▸ **Extrait à lire**:
Ma première rencontre avec Serge date d’il y a presque 6 ans. Pendant la Coupe du monde 2010, tous les matins sur Radio Bienvenue Strasbourg, avait lieu La Coupe est pleine, talk bigarré où Stéphane Bossler donnait la possibilité à divers chroniqueurs de s’exprimer sur les matches du Mondial. On avait rapidement sympathisé et il nous avait ensuite rejoint au Mojito Football Club, émission diffusée sur RBS depuis septembre 2010 qui décortique chaque lundi soir l’actu footballistique mondiale.
« Sergio » est un passionné de foot, un vrai, avec qui il est toujours enrichissant d’échanger. Actuellement, il entraîne les moins de 16 ans du Racing, mais mène parallèlement d’autres activités liées au foot et à l’Alsace.
Paolo : peux-tu te présenter en quelques mots ?

▸ **Données fournies**:
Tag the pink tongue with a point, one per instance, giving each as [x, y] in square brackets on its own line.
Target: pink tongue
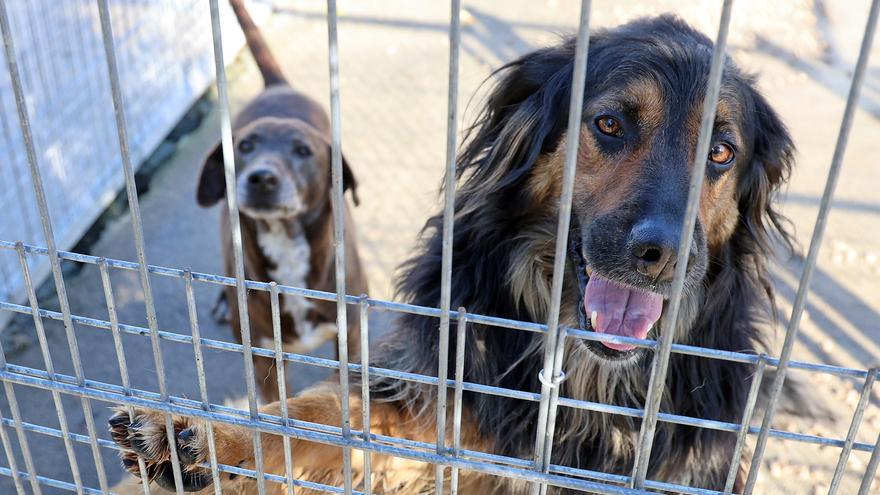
[621, 310]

▸ **Travail demandé**:
a – Répondez à ces questions sur le texte consacré à Serge :
(i) Sur quelle radio l'émission La Coupe est pleine passait-elle pendant la Coupe du monde 2010 ?
(ii) Quel jour de la semaine le Mojito Football Club décortique-t-il l'actualité footballistique mondiale ?
(iii) Quelle équipe Serge entraîne-t-il actuellement ?
b – Reprenez le texte consacré à Serge juste après la question de Paolo et poursuivez l'entretien.
Les lignes reproduites après le texte forment un ensemble à part, indépendant de celui-ci.

▸ **Corrigé des exercices**:
a –
(i) Sur Radio Bienvenue Strasbourg.
(ii) Le lundi soir.
(iii) Les moins de 16 ans du Racing.

b –
Serge Costa : J’ai 28 ans, je suis originaire de Sarrebourg et je suis arrivé à Strasbourg en 2008. Avant cela, j’ai mené la première partie de mes études à Nancy et fait une année de stage au FC Metz, au service marketing. Petit à petit, j’ai rencontré certaines personnalités du football alsacien : Jean-Marc Kuentz, Thierry Brand, François Keller et Martin Djetou, notamment.
Tu entraînes les moins de 16 ans du Racing, en duo avec Martin Djetou. Comment a démarré l’aventure ?
Via Jean-Marc Kuentz, que je rencontre au Mojito FC sur Radio RBS en 2010, avec lequel j’ai beaucoup échangé depuis. Il me présente ensuite à Thierry Brand, qui me prend comme adjoint des 15 ans inter-région, pendant une année. L’année dernière, j’ai eu la charge de l’équipe U12, en remplacement d’un coach. Et cette année U16 avec Martin Djetou.
« Martin Djetou est plus qu’un coach, c’est un grand frère »
Quand as-tu commencé à entraîner ?
Avant le Racing, j’ai fait 3 ans à l’AS Nancy où j’ai débuté à l’école de foot puis en soutien sur des équipes du centre de formation. J’ai eu la responsabilité d’une équipe sport-études au FC Sarrebourg et j’ai entraîné des 17 et des 19 ans Excellence au FC Sarrebourg.
Tu travailles avec Martin Djetou, ex grand défenseur du Racing, Monaco et Parme notamment. Comment ça se passe avec lui ?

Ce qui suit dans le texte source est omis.